# [TASK BRIEF]
Your task is to copy the lines of the data below from the line holding "Where can the small satellite" through the line holding "Where can the satellite", inclusive, exactly and with nothing added.

Natural language region descriptions

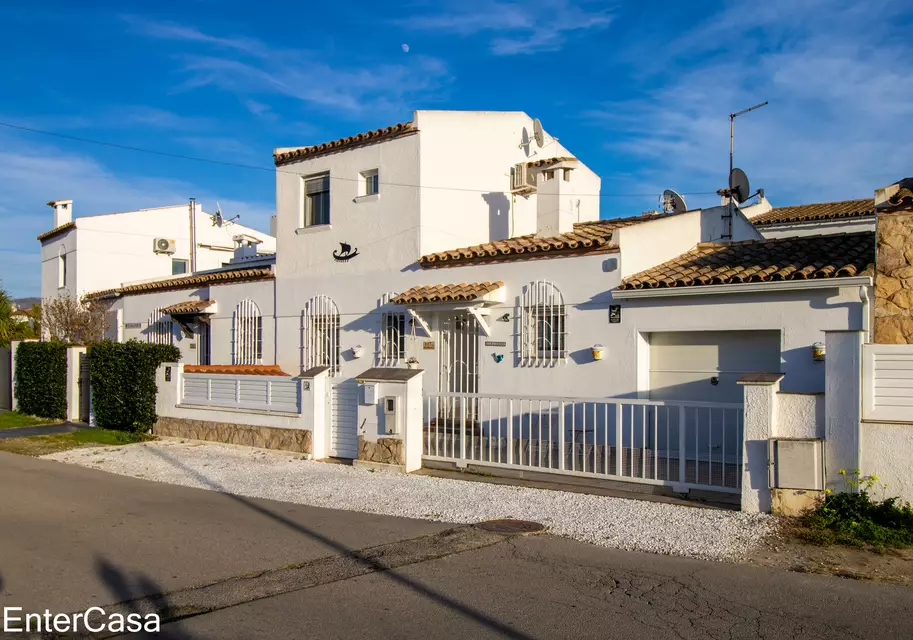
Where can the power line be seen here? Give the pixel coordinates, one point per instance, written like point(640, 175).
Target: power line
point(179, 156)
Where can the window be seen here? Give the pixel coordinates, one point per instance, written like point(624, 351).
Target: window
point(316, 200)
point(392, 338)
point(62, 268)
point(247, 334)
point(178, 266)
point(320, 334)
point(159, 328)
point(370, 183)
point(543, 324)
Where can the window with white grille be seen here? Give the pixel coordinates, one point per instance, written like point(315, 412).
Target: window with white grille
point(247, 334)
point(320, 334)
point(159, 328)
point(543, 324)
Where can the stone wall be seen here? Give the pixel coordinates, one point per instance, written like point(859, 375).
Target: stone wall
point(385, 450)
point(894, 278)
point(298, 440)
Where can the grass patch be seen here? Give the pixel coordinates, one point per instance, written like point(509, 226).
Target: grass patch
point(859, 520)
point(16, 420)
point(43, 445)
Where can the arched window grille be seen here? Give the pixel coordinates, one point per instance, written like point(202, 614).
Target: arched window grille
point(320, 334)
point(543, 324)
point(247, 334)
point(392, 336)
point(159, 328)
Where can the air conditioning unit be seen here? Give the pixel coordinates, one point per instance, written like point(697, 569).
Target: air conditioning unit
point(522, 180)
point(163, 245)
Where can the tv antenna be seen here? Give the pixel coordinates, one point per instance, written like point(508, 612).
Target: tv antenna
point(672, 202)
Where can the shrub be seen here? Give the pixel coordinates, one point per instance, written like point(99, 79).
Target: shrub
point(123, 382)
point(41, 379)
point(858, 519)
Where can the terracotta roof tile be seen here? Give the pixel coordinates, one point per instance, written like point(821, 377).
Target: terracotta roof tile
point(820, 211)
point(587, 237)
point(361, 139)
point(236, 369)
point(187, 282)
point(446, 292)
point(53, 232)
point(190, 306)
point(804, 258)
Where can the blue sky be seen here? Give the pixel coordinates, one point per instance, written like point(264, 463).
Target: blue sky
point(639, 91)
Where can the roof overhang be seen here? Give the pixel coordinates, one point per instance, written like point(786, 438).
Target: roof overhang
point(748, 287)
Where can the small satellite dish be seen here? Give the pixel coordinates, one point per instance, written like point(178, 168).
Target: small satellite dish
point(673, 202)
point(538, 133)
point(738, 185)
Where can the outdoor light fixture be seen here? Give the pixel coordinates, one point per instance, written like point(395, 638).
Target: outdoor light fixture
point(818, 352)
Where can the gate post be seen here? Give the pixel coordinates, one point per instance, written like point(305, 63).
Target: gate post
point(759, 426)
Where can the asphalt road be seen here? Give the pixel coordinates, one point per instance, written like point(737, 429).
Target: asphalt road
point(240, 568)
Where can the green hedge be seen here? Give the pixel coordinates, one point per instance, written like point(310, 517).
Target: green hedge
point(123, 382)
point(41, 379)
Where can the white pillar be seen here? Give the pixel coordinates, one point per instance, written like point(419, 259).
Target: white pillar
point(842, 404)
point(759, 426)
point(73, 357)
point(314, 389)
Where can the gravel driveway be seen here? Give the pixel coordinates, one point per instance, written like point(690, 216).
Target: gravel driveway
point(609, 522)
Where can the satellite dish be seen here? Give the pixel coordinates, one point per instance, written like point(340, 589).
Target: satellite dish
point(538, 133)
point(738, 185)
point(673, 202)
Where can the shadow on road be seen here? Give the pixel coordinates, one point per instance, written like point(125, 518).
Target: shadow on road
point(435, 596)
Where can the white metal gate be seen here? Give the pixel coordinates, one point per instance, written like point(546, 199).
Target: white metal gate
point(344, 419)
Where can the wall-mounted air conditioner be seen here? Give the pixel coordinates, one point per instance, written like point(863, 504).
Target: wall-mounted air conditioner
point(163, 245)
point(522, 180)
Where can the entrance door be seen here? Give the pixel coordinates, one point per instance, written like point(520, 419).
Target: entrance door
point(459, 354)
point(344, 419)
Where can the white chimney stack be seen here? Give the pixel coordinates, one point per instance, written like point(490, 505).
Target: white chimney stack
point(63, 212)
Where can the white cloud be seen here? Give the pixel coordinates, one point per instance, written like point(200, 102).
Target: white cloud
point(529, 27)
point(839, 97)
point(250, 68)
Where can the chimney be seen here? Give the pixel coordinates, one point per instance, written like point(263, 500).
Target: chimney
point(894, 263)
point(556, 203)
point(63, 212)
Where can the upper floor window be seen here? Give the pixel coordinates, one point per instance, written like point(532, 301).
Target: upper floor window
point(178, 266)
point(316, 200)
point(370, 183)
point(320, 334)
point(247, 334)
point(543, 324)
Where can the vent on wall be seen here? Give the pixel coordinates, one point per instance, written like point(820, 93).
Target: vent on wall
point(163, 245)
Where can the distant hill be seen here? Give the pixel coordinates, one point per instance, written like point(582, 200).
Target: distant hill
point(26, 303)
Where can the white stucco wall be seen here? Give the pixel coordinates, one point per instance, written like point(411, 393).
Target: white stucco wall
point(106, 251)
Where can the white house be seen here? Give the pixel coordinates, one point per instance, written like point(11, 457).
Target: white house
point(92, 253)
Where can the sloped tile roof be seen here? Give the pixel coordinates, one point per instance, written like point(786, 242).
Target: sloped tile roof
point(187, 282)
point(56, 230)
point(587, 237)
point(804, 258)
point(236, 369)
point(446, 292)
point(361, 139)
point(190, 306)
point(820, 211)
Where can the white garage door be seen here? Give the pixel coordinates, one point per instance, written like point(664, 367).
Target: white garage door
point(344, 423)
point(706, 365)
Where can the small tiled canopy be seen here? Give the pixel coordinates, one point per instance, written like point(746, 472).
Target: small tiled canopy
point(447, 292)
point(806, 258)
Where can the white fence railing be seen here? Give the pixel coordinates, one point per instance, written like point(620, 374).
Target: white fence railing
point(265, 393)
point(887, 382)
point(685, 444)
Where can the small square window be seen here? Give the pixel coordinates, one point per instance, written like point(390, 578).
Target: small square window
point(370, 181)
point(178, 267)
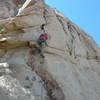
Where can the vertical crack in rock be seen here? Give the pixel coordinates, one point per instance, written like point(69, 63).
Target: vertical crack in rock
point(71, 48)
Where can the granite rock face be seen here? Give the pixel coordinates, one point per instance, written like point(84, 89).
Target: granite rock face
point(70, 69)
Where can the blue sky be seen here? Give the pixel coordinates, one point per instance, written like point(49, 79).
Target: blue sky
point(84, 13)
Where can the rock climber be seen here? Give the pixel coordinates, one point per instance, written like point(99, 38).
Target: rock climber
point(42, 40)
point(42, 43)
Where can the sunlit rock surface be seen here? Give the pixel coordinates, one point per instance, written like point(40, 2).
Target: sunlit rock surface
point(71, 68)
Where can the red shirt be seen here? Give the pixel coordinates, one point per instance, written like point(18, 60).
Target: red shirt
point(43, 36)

# [RESULT OF THIS TASK]
Where can the small satellite dish be seen here? Give the pixel coordinates, one point per instance, written like point(178, 168).
Target: small satellite dish
point(673, 202)
point(538, 133)
point(738, 185)
Where can the outdoor light fixture be seen here? Give the pixel coordinates, one point per instance, written like point(395, 638).
Target: outdoor light fixture
point(818, 352)
Where can the gate post be seen here? Give the pixel coordinates, one point per instance, written like point(305, 63).
Target: gate post
point(759, 426)
Where can the asphalt road be seen here? Give the pixel coordinates, one point per instance, written like point(737, 429).
Target: asphalt road
point(240, 568)
Where can the green hedge be seen here? Give the pixel coordinates, one point per instance, written like point(310, 517).
Target: green hedge
point(123, 382)
point(41, 379)
Where can the white pillar be seen here? Give the pixel coordinates, one point per instance, written like point(419, 259).
Target: white pillar
point(842, 404)
point(759, 426)
point(73, 357)
point(314, 389)
Where can the gravel driveway be seen here? Give the pixel coordinates, one point per instance, written like point(690, 216).
Target: gravel driveway
point(609, 522)
Where can the satellite dish be seen here? Give the pixel coordinates, one point per instance, written like point(340, 589).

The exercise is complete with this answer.